_What you need to do_
(a) From the profile of Charles D. Brackett below, list every curriculum he helped shape in Boston.
(b) According to the profile of Charles D. Brackett, how many hours of content per week did the Core Lecture Series deliver, and to how many sites?

___ Provided passage ___

Charles D. Brackett, MD, MPH
Assistant Professor of Medicine, Geisel School of Medicine, Dartmouth; Associate Professor of The Dartmouth Institute, Geisel School of Medicine, Dartmouth
During and since medical school, Dr. Charles Brackett has been interested in health disparities and underserved populations and has felt that primary care is the most effective and efficient way to improve the health of individuals and populations. After his training at Cambridge Hospital, he pursued a GIM fellowship to improve his teaching skills and gain experience in research and public health. For his first job, he chose to work in a split position between a FQHC and Boston City Hospital serving the underserved. Since training, Dr. Brackett’s primary role has been clinician-educator with at least 25% of his time spent teaching students and residents in various settings, predominantly precepting residents in their primary care continuity clinic. In Boston, he was involved in shaping the Primary Care Track Ambulatory Curriculum, the Psychosocial Curriculum and the Race, Class and Culture Curriculum. Dr. Brackett spent a year in Rwanda (2014-15) with the Human Resource for Health project, which had the goal of doubling the throughput of medical students and residents. His role was entirely educational, including leading the Core Lecture Series: designing the curriculum and recruiting faculty to deliver 3 hours/week of content delivered to 4 sites through a web-based teleconference platform. Dr. Brackett is currently on the teaching team for General Internal Medicine, spending 2-3 half days/week teaching residents in their outpatient clinic and actively involved in their didactics and evaluation.

___ Entries supplied ___

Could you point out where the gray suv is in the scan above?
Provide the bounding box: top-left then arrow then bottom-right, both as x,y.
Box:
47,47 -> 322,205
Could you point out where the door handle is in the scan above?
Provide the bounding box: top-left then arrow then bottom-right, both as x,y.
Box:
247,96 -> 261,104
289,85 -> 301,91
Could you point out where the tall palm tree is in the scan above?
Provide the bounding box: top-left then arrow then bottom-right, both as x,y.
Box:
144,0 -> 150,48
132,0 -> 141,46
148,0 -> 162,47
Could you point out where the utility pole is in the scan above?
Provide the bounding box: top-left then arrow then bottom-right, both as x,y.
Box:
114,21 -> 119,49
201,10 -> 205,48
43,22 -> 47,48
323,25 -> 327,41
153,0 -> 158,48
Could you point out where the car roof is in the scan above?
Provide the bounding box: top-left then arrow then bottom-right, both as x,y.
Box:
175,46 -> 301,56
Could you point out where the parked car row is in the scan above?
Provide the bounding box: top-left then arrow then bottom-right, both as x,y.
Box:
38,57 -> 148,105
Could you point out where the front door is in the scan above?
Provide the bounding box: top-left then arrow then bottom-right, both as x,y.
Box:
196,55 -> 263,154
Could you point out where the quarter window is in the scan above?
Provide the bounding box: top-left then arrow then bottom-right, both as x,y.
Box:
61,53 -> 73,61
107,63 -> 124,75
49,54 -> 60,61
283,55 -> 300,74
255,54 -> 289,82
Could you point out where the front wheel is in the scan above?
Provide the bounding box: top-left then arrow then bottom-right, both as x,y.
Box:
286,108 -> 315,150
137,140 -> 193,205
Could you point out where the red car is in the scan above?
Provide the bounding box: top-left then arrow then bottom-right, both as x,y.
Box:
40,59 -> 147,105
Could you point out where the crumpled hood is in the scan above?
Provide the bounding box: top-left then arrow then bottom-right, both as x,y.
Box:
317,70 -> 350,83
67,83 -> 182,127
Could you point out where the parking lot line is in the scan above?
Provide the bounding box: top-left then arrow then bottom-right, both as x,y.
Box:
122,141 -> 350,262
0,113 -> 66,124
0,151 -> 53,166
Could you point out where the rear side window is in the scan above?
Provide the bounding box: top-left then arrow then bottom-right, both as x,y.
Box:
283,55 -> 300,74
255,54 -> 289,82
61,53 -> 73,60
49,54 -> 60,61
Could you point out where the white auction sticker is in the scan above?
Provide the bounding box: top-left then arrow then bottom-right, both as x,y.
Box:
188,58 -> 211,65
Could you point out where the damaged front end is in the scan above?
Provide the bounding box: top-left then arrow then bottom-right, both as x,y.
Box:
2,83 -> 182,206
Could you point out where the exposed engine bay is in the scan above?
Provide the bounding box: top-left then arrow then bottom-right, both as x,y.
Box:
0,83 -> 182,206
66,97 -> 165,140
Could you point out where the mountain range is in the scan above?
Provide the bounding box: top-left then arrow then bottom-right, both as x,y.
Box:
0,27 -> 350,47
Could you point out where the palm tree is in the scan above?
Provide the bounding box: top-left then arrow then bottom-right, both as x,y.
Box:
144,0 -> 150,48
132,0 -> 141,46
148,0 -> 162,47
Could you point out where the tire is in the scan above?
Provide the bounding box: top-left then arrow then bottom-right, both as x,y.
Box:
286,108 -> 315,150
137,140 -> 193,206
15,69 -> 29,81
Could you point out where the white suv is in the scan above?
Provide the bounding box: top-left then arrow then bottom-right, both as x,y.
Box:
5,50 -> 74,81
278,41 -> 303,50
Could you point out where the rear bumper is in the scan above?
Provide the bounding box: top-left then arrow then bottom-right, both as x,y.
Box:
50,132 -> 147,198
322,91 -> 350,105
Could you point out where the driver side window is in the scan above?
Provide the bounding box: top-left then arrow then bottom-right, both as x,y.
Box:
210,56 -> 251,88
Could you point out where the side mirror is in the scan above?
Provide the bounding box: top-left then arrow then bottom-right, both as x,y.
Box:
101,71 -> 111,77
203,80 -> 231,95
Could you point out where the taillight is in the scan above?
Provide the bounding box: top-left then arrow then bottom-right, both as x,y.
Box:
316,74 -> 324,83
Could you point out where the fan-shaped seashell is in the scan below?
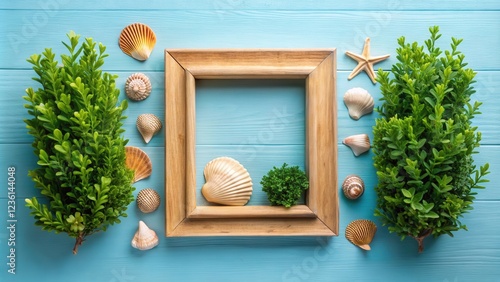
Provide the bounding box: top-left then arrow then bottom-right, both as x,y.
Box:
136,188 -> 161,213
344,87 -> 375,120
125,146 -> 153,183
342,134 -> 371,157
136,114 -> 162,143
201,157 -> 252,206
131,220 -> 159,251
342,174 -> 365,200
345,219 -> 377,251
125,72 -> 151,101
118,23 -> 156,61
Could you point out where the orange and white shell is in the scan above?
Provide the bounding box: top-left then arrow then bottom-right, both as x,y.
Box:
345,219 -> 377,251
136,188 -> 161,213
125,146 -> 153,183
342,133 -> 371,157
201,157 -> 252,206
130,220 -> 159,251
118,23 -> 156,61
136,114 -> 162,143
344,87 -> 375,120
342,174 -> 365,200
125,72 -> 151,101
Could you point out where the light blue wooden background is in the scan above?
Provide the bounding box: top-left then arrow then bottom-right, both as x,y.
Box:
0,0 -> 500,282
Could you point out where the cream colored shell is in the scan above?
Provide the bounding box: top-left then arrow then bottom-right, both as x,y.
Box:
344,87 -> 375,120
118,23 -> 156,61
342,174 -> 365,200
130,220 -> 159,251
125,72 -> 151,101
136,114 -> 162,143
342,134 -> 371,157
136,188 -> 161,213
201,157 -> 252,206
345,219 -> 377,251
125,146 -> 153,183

___

_Solutions in order_
(a)
- Primary Care Track Ambulatory Curriculum
- Psychosocial Curriculum
- Race, Class and Culture Curriculum

(b) It delivered 3 hours of content per week to 4 sites.